Exercise description: Please give the entries below again exactly, omitting every picture.

Materials provided:
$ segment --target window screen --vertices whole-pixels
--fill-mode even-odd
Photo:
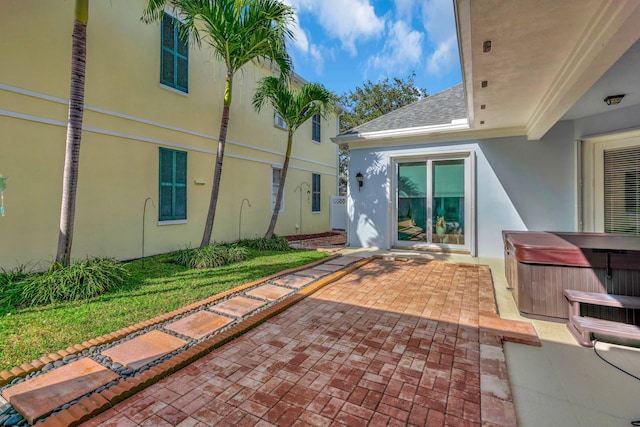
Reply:
[[[604,231],[640,234],[640,146],[604,151]]]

Finished exercise:
$ segment --target window screen --vertices whole-pixels
--fill-mode even-odd
Photo:
Reply:
[[[604,231],[640,234],[640,146],[604,151]]]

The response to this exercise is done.